- **What this task involves**: Nothing in the data should change when you return it, but leave the pictures out.

- **Source information**:
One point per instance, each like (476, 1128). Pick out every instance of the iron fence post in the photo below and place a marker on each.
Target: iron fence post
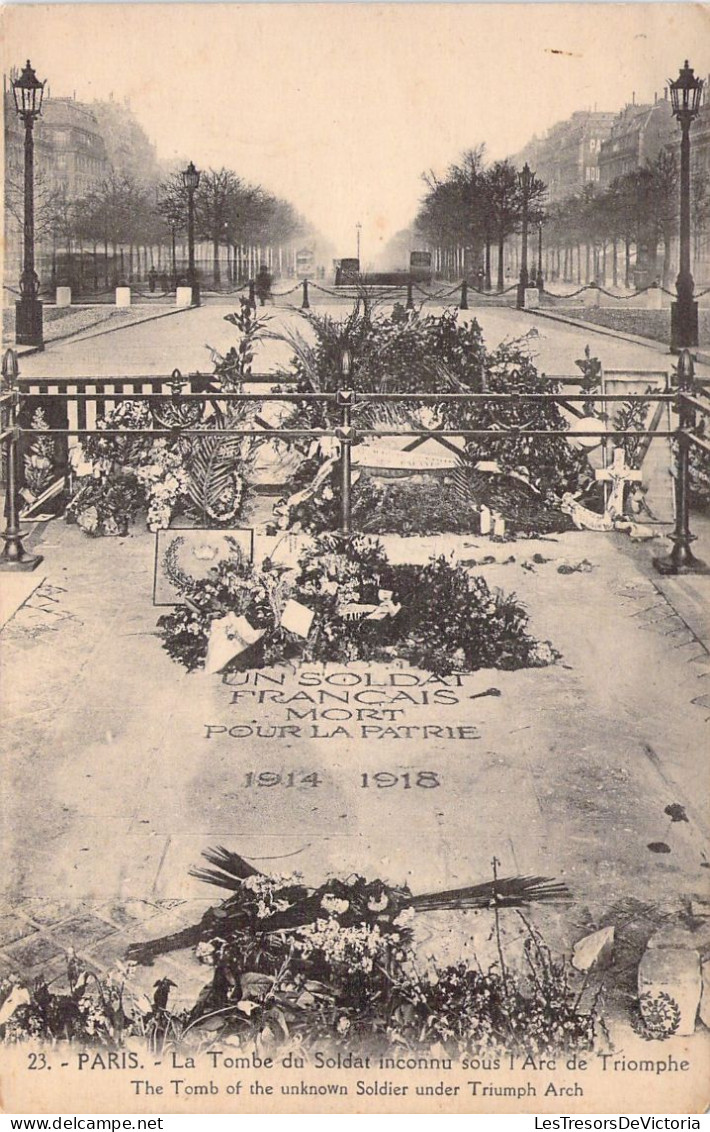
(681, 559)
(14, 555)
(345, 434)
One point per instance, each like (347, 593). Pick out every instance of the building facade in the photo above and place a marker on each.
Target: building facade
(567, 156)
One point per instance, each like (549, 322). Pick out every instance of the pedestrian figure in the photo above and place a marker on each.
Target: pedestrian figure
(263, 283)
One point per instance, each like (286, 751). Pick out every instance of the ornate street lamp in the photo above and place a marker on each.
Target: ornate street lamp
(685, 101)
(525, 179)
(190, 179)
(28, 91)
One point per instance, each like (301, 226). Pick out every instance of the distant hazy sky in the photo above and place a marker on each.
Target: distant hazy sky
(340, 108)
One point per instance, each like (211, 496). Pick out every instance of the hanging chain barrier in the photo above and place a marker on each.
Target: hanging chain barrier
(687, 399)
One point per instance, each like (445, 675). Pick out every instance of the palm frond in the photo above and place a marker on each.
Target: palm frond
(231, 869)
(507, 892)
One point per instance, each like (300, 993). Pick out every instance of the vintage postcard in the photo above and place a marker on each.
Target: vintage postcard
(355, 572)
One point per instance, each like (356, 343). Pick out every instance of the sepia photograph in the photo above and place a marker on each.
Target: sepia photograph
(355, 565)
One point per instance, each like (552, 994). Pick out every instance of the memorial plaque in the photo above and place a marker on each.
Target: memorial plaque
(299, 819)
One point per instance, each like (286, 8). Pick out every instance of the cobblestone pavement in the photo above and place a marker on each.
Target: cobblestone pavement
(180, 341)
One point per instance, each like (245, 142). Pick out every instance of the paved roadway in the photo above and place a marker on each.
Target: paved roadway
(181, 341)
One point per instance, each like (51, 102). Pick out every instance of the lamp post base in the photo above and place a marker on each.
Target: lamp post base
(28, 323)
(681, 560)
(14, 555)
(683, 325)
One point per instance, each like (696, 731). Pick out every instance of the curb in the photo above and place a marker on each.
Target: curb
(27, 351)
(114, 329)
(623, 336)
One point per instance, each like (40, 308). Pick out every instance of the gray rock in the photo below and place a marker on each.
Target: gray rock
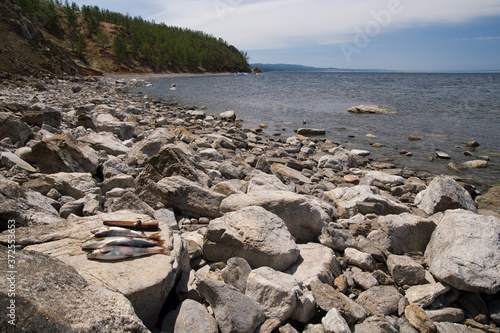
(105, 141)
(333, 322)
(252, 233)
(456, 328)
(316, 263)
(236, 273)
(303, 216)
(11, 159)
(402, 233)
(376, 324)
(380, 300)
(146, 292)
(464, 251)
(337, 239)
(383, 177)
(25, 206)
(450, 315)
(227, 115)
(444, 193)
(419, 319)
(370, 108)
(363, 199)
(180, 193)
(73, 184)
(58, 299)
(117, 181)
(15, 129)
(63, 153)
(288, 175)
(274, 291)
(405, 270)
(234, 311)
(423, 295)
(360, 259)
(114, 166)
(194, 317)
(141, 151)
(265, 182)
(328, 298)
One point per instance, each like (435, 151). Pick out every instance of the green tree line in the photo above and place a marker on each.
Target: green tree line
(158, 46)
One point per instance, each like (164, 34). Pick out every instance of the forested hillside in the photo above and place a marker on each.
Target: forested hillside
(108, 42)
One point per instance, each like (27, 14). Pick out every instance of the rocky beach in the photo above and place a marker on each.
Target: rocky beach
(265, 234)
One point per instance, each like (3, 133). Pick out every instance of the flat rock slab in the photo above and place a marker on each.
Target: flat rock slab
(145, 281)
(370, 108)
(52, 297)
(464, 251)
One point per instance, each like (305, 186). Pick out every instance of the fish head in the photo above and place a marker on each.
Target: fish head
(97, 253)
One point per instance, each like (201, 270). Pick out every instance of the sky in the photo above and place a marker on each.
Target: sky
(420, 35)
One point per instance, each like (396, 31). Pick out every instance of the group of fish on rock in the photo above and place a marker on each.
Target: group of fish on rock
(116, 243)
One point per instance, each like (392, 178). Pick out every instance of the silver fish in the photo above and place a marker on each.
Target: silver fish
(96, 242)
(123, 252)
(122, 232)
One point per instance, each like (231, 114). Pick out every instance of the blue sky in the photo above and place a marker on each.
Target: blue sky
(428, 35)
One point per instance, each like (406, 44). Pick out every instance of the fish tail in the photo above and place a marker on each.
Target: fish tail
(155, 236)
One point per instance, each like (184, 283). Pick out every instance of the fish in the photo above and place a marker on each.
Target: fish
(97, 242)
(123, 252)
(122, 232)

- **Task response**:
One point per instance, each like (476, 1128). Pick out every instance of the iron fence post in the photo below and place a marker on each.
Target: iron fence post
(681, 559)
(14, 555)
(345, 434)
One point per instance, each like (347, 593). Pick out every instance of the building facade in the photo above and place a marker on each.
Target: building facade
(567, 156)
One point per instance, each like (549, 322). Pick out every instance of the pedestrian figure in the photo above and place a marker on each.
Target: pedestrian figure
(263, 283)
One point per instance, each like (286, 751). Pick out every instance of the ornate street lamp in the photo above and place a marker on each.
Target: ornate street lamp
(685, 101)
(525, 179)
(190, 179)
(28, 91)
One point per instance, each like (301, 226). Pick out every instance of the distant hazy sky in the photo above and place a marker on each.
Target: distant hazy sky
(340, 108)
One point per instance, each like (211, 496). Pick out every instance of the hanging chain barrier in the photo above and place a marker on each.
Target: hanging chain barrier
(687, 399)
One point per instance, each like (445, 675). Pick out every instance of the palm frond in the photo above and place a marker on each.
Target: palm frond
(231, 869)
(507, 892)
One point per instance, each like (300, 993). Pick out every instance of the vintage postcard in the photo above and place a marker on each.
Target: vintage postcard
(355, 572)
One point per instance, each like (356, 343). Pick out every instance of the sepia photograph in the photo above and place a marker on each.
Target: sepia photograph
(355, 565)
One point per instance, each like (552, 994). Pick out every instance of the memorial plaque in the photo above and place a marker on each.
Target: memorial plaque
(299, 819)
One point per instance, each like (286, 8). Pick out every instance of the cobblestone pavement in the photo above and place a marker on each.
Target: cobblestone pavement
(180, 341)
One point per instance, each like (245, 142). Pick out every instance of the paved roadway in the photo above and place a marker on each.
Target: paved roadway
(181, 341)
One point per instance, each like (51, 102). Pick out every instance of the lamp post base in the photo above and place a marker on each.
Target: lamp post base
(28, 323)
(681, 560)
(14, 555)
(683, 325)
One point per instance, each like (696, 731). Pick out every instance of the curb in the photo above and place a marker on each.
Target: curb
(27, 351)
(114, 329)
(623, 336)
One point per instance, each like (40, 308). Pick out every instance of the gray rock in the photo below and place a marker on each.
Target: gray rock
(105, 141)
(333, 322)
(252, 233)
(456, 328)
(316, 263)
(236, 273)
(303, 216)
(11, 159)
(402, 233)
(376, 324)
(380, 300)
(146, 292)
(464, 251)
(337, 239)
(383, 177)
(25, 206)
(450, 315)
(227, 115)
(444, 193)
(419, 319)
(370, 108)
(363, 199)
(180, 193)
(73, 184)
(58, 299)
(117, 181)
(15, 129)
(63, 153)
(288, 175)
(274, 291)
(405, 270)
(234, 311)
(423, 295)
(360, 259)
(114, 166)
(194, 317)
(141, 151)
(265, 182)
(328, 298)
One point per instance, each like (435, 151). Pick out every instance of the green tree line in the photo above and place a marker on each.
Target: green tree line
(158, 46)
One point per instance, each like (164, 34). Pick out every instance of the forested hillside in the photo above and place a marker on each.
Target: forested hillside
(108, 42)
One point per instance, each like (27, 14). Pick out every instance of the rocky beach in the photo above and place a marker on each.
Target: rocky beach
(265, 234)
One point per instance, each like (3, 133). Pick out every instance of the flat rock slab in the photo above and place a marker on each.
Target: flat rock slab
(145, 281)
(370, 108)
(52, 297)
(464, 251)
One point per instance, each like (305, 186). Pick out every instance of the fish head in the photo above and place a marker on each.
Target: fish head
(97, 253)
One point per instance, each like (201, 270). Pick out every instance of the sky in the photo above and place a marker on each.
Target: sky
(420, 35)
One point per instance, each like (396, 31). Pick out every instance of the group of fish on rock in the photo above and place a marker on each.
Target: group of fish on rock
(116, 243)
One point per instance, each like (392, 178). Pick out every instance of the silver fish in the photo above and place a marker on each.
Target: silver fish
(96, 242)
(123, 252)
(122, 232)
One point per instance, each like (231, 114). Pick out every instance of the blue sky in the photo above and place a marker on each.
Target: blue sky
(428, 35)
One point per instance, each like (406, 44). Pick out every instance of the fish tail in the photo above and place a marker on each.
Target: fish tail
(155, 236)
One point per instance, each like (184, 283). Pick out every instance of the fish in the photo above and place a marker on each.
Target: fish
(97, 242)
(123, 252)
(122, 232)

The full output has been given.